- Set problem
Skip the pictures. Quote every line below, exactly, from the one with "Please place a dot on the mountain, one" through the final line.

- Data in this exercise

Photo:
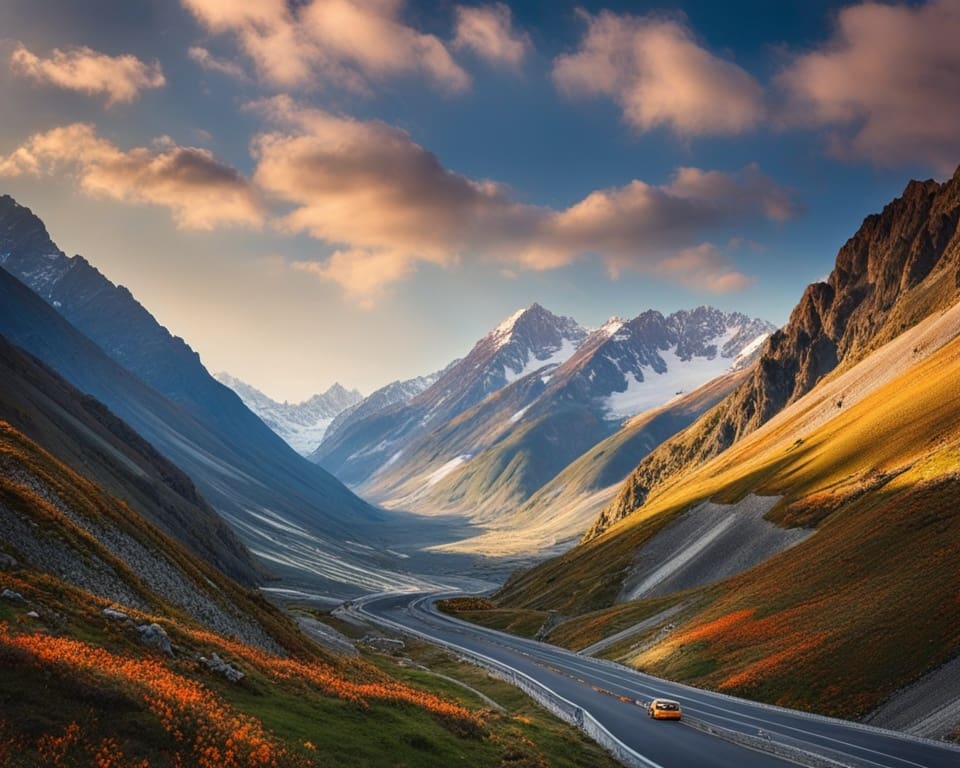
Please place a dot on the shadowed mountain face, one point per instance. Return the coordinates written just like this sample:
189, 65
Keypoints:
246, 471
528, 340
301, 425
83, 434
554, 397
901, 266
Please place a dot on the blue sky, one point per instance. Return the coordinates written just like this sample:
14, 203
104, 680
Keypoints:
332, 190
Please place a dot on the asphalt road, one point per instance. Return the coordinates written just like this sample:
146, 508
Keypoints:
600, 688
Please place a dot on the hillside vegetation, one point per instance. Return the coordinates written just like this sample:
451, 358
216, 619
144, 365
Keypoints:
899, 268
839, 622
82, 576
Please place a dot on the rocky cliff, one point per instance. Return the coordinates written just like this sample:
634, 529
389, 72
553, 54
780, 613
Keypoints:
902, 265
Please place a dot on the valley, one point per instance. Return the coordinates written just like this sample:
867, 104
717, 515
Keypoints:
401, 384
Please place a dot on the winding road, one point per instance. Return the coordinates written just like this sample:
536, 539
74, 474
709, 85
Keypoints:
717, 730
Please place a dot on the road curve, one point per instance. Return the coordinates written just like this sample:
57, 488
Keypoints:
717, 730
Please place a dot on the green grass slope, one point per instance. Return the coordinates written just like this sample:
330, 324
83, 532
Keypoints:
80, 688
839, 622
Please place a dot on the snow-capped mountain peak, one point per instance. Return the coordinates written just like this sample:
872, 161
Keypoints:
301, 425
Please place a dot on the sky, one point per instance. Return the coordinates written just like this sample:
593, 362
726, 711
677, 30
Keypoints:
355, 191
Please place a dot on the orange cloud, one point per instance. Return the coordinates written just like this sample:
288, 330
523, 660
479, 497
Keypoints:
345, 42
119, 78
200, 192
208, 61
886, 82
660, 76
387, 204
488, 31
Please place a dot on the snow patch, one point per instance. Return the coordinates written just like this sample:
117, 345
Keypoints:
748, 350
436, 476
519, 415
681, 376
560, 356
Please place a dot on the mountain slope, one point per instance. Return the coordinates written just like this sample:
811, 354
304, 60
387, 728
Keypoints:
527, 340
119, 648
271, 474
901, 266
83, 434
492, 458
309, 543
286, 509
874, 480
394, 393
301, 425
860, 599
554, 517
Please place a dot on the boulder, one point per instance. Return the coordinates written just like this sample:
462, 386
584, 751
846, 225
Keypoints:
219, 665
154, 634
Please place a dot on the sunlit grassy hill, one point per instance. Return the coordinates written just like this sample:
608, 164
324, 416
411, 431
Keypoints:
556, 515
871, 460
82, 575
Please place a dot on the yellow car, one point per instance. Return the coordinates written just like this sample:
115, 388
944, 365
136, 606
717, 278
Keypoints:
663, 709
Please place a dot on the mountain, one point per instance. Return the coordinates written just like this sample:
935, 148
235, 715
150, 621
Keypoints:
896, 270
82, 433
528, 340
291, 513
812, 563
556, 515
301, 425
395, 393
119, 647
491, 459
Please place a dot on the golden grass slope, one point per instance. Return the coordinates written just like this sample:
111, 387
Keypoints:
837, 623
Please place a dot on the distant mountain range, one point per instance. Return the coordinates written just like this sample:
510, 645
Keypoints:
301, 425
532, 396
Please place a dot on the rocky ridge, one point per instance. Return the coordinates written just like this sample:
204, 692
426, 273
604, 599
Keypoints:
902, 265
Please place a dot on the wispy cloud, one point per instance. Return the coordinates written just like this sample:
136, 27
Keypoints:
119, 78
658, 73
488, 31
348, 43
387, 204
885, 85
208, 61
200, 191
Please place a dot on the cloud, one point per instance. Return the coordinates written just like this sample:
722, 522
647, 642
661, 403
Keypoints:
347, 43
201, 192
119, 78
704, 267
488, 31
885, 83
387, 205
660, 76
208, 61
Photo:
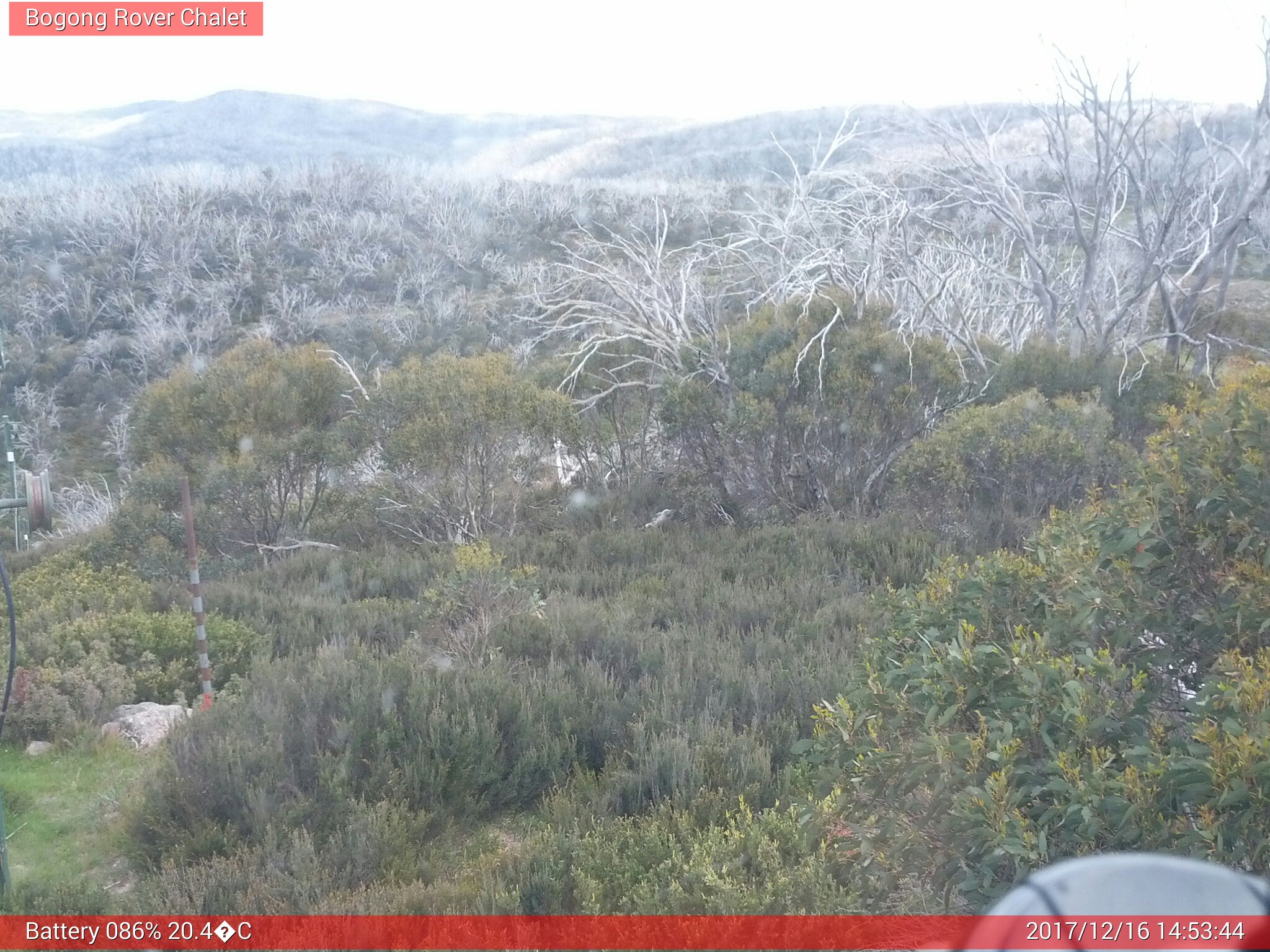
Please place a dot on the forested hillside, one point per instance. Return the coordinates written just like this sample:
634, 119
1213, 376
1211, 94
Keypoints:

- Response below
Please place a dot on the mountain, one point per instance. Return the coordinates written just like this sample:
935, 148
235, 715
150, 621
Keypoints:
896, 270
82, 433
528, 340
291, 513
812, 563
556, 515
301, 425
395, 393
119, 647
491, 459
Please place a dot on the golden grass slope, one point per instance. Return the coordinates written just like this sample:
111, 387
Keypoints:
837, 623
Please place a dot on the distant mountain range, one point per instance. Return the coordinates written just like this sample:
510, 645
Keypoints:
301, 425
532, 396
Please place a dot on the rocky ridge, one point per instance. Return the coordinates written just like this sample:
204, 692
426, 273
604, 599
Keypoints:
902, 265
Please place a dot on the wispy cloud, one point per instance. Return the coordinates written just like this sample:
136, 27
Keypoints:
119, 78
658, 73
488, 31
348, 43
387, 204
885, 85
208, 61
200, 191
Please place a dot on the cloud, one point per instance. Return the coordinates written just like this sample:
722, 522
647, 642
661, 403
Keypoints:
347, 43
201, 192
119, 78
704, 267
488, 31
885, 83
387, 205
660, 76
208, 61
Photo:
Please place a dot on the forested hillside, one point per instance. Return the coordinates written just like this sample:
634, 119
1213, 376
1211, 94
Keypoints:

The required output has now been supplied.